_TRECHO CITADO_.
Estas assessorias são selecionadas pelo próprio grupo beneficiado, podendo provir de escritórios particulares, universidades ou de órgãos públicos. Os membros entrevistados do grupo parecem se identificar mais com a assessoria social do que com a assessoria técnica, o que reflete no modo de relacionamento entre cada um dos agentes. Assim, a relação com a assessoria técnica é vista como uma relação de prestação de serviços que pode ser desfeita a qualquer momento se o corpo assessor não cumprir as expectativas em relação aos desígnios do grupo. Já a assessoria social, sempre presente nas reuniões, e muitas vezes coordenando e mediando o processo de tomada de decisão coletiva, está mais próxima do grupo, e a percepção sobre seu papel é mais difusa e menos contrastante com o grupo.

Os passos seguintes são a discussão, com auxílio da assessoria técnica, das questões relativas ao projeto arquitetônico, a tomada de decisões sobre como será feita a obra, se haverá o uso de mutirão e a modalidade dele (somente aos fins de semana ou também durante a semana, voluntário ou remunerado, com serviços leves como jardinagem e limpeza, ou se diretamente na obra), e a decisão de questões sobre contratação do serviço de terraplanagem, compra de materiais e outros pontos necessários para o início da obra. Já a etapa seguinte diz respeito à construção propriamente dita, onde são acertados o regulamento de obra, definidas comissões de obra e onde aos poucos o projeto vai sendo desenvolvido. Por fim, o processo se completa através do acompanhamento realizado ao final da conclusão da obra, fase chamada de Pós-Morar, mas que não vem sendo implementada nas experiências que ocorreram, devido à alegação de falta de recursos por parte da PBH para tal.

Outro ponto importante refere-se à criação de condições econômicas suficientes para que os futuros moradores dos conjuntos habitacionais tenham condição de permanecer em sua moradia arcando com as obrigações existentes, ou, ainda, no sentido de evitar que vendam seus imóveis para angariar um benefício monetário elevado em curto prazo, mas continuem vivendo em condições precárias de habitação e vida. O Programa da Autogestão não apresenta também nenhuma determinação específica nesse sentido, e os entrevistados afirmaram que a preocupação se dá quase que exclusivamente sobre a questão da moradia, num horizonte imediato. No máximo, o que foi afirmado por parte da prefeitura é que cada conjunto tem liberdade para utilizar o espaço comum empregando-o em atividade econômica, se assim desejarem.

_DADOS FORNECIDOS_.
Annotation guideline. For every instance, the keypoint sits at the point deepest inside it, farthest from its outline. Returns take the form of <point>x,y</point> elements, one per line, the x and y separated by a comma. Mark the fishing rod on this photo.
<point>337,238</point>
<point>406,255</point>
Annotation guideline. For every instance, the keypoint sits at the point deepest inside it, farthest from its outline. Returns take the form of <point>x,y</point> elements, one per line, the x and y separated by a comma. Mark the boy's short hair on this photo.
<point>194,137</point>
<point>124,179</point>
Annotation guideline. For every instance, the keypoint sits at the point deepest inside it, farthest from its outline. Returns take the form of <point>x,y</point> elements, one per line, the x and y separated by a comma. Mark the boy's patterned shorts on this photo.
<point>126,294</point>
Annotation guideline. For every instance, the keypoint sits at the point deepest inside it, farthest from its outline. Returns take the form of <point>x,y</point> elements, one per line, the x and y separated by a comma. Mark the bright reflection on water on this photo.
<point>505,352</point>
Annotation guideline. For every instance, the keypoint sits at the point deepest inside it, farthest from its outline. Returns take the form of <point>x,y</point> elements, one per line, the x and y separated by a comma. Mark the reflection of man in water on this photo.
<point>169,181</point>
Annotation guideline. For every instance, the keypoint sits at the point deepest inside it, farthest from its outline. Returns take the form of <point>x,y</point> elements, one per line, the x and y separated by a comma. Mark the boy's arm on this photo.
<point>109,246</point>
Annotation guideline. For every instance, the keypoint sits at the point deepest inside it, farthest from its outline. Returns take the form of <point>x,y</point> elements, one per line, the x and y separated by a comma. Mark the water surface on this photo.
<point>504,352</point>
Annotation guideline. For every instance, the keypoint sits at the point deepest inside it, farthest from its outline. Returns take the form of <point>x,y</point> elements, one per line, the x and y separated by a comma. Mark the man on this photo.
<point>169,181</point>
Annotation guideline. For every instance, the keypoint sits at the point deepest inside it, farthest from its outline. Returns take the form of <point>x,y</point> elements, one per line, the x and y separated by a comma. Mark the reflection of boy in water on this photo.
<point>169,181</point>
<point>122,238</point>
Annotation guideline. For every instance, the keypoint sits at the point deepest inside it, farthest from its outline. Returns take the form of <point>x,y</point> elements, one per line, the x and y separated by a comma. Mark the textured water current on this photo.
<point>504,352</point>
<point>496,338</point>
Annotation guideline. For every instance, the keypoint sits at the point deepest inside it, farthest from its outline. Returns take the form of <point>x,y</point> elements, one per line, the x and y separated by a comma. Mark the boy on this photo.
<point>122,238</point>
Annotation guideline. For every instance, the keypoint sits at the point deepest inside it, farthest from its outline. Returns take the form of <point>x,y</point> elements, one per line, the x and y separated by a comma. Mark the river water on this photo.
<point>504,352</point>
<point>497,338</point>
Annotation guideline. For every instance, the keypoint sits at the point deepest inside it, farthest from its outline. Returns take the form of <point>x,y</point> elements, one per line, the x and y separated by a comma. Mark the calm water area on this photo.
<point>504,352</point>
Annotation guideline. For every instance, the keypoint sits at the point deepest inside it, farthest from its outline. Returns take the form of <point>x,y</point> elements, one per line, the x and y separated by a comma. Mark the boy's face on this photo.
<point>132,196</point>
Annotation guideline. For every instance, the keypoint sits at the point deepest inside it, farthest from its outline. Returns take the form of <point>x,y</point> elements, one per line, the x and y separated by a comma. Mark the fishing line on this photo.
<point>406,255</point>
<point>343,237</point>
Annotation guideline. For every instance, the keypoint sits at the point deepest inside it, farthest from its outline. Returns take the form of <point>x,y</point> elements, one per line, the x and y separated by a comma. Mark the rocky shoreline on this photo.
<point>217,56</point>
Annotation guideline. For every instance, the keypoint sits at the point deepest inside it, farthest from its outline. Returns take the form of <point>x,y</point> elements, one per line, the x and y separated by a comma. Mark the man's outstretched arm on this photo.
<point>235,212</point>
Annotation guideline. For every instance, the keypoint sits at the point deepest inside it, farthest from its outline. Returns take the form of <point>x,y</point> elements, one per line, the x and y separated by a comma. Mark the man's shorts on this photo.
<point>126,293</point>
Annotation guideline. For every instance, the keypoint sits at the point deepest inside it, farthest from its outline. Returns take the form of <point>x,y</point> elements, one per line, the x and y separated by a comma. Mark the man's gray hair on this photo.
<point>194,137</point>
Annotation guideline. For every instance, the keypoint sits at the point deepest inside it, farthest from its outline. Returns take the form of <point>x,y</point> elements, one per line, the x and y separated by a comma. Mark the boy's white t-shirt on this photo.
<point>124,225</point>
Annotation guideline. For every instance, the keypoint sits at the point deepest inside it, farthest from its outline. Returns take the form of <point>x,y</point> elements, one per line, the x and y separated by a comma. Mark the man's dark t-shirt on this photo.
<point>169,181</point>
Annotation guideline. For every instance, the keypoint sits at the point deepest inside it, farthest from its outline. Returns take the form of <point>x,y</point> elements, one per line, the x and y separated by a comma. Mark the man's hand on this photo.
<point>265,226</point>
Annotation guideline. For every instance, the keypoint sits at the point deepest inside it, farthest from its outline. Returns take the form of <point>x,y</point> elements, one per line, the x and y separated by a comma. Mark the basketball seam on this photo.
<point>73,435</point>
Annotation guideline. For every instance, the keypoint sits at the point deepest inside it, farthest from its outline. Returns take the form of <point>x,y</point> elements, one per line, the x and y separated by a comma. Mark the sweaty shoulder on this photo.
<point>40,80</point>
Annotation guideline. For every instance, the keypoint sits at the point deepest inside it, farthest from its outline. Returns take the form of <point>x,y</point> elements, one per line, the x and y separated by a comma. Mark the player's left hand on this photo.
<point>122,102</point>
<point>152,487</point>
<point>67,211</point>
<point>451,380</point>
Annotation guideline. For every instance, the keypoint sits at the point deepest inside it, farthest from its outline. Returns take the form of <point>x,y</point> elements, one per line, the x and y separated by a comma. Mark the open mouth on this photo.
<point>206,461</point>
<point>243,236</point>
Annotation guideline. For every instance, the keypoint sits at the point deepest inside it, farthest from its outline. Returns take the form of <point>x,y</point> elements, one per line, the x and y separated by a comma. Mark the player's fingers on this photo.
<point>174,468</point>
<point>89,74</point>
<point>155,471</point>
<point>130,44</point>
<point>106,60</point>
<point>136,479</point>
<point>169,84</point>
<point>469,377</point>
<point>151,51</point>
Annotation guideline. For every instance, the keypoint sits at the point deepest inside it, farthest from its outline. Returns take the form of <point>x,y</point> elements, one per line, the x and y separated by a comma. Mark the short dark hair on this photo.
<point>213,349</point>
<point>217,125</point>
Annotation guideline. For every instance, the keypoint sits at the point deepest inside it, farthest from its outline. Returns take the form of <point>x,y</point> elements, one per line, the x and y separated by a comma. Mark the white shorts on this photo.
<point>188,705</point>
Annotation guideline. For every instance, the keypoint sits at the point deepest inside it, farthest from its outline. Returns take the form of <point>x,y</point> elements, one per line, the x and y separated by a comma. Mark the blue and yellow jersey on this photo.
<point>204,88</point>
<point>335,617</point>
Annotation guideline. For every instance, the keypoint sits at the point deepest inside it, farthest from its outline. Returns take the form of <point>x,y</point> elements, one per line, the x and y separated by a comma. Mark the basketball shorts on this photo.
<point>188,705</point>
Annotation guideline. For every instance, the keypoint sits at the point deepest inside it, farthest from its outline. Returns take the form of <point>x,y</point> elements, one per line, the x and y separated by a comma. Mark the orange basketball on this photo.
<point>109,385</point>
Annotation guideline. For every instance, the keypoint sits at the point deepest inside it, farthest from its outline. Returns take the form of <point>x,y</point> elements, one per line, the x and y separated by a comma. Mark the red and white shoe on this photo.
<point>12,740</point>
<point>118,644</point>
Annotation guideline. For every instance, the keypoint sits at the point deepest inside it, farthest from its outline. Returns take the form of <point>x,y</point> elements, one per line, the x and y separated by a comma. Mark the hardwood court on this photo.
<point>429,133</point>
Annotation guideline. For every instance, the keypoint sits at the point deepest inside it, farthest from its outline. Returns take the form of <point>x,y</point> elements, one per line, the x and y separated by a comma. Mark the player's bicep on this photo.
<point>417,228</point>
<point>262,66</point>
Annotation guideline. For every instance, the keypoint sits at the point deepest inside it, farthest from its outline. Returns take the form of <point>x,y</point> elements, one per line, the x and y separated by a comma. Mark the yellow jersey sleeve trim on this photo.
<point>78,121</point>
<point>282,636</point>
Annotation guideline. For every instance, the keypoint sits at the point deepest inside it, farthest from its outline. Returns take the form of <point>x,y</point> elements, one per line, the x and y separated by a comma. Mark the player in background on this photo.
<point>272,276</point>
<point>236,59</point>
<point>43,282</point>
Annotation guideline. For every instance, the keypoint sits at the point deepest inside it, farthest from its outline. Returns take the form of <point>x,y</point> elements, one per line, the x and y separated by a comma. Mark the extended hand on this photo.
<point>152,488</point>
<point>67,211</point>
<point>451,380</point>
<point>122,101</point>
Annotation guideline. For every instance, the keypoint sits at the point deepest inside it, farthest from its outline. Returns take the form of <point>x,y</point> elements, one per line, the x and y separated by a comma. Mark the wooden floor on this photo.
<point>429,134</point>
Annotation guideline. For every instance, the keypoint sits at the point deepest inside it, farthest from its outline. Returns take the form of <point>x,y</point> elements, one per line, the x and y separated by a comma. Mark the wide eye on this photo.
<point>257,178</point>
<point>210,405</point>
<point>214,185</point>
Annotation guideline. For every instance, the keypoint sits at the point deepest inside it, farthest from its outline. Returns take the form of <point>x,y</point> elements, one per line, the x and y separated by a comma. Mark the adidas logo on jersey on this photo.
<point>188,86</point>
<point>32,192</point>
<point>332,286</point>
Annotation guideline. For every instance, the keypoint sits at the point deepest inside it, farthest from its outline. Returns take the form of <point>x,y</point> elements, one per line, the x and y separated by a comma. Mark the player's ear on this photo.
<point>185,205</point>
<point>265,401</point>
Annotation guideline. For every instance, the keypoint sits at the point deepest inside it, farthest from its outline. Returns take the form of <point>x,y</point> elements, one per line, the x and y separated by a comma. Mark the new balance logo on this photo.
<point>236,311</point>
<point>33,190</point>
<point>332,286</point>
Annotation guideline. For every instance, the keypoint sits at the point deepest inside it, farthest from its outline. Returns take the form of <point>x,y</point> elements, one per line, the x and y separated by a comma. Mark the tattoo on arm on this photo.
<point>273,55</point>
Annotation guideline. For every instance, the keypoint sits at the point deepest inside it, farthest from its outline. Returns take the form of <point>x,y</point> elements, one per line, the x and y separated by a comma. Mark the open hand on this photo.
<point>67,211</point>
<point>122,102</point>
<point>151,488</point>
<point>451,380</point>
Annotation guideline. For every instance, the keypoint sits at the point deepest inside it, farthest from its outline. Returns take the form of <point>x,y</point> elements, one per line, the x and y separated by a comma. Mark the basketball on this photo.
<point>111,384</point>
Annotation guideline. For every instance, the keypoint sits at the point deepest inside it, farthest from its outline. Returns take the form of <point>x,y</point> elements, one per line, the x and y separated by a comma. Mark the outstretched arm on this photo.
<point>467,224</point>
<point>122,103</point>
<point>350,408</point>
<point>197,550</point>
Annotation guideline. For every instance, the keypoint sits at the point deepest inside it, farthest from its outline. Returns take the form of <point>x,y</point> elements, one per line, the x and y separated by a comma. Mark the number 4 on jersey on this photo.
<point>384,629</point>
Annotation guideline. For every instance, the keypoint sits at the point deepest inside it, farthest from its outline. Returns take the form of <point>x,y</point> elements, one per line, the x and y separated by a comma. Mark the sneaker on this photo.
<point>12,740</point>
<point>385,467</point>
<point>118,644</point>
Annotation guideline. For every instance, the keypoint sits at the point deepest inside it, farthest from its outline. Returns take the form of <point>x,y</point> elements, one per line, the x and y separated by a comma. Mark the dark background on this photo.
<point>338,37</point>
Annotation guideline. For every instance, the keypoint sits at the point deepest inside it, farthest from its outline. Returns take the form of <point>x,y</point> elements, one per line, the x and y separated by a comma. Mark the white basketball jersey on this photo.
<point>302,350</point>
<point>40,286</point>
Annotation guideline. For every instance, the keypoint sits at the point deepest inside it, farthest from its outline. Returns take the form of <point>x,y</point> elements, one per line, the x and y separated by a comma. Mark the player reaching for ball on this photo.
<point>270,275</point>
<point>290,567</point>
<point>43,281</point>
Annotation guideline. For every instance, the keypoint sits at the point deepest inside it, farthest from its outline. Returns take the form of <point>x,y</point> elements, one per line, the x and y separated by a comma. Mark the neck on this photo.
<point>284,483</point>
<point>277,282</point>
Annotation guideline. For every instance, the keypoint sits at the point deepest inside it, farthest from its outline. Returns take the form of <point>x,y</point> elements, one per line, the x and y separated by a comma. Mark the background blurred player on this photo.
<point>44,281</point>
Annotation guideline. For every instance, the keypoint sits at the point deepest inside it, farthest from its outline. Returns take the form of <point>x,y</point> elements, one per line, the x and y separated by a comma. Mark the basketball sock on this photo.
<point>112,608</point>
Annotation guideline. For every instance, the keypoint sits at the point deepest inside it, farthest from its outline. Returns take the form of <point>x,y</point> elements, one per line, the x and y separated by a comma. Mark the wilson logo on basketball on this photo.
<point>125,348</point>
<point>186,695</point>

_ENUNCIADO 1_. Devolva, do trecho citado, a passagem que vai de "Outro ponto importante" até "se assim desejarem.".
_ENUNCIADO 2_. Diga se cada afirmação concorda com o trecho citado, respondendo sim ou não e citando as palavras do texto que decidem: (a) as assessorias são escolhidas pelo próprio grupo beneficiado; (b) a fase Pós-Morar vem sendo implementada nas experiências já ocorridas; (c) o Programa da Autogestão traz determinação específica sobre as condições econômicas dos futuros moradores.
Os dados vêm de outra fonte, sem relação com o trecho citado.

_RESOLUÇÃO 1_.
Outro ponto importante refere-se à criação de condições econômicas suficientes para que os futuros moradores dos conjuntos habitacionais tenham condição de permanecer em sua moradia arcando com as obrigações existentes, ou, ainda, no sentido de evitar que vendam seus imóveis para angariar um benefício monetário elevado em curto prazo, mas continuem vivendo em condições precárias de habitação e vida. O Programa da Autogestão não apresenta também nenhuma determinação específica nesse sentido, e os entrevistados afirmaram que a preocupação se dá quase que exclusivamente sobre a questão da moradia, num horizonte imediato. No máximo, o que foi afirmado por parte da prefeitura é que cada conjunto tem liberdade para utilizar o espaço comum empregando-o em atividade econômica, se assim desejarem.

_RESOLUÇÃO 2_.
(a) Sim: "Estas assessorias são selecionadas pelo próprio grupo beneficiado".
(b) Não: "mas que não vem sendo implementada nas experiências que ocorreram".
(c) Não: "O Programa da Autogestão não apresenta também nenhuma determinação específica nesse sentido".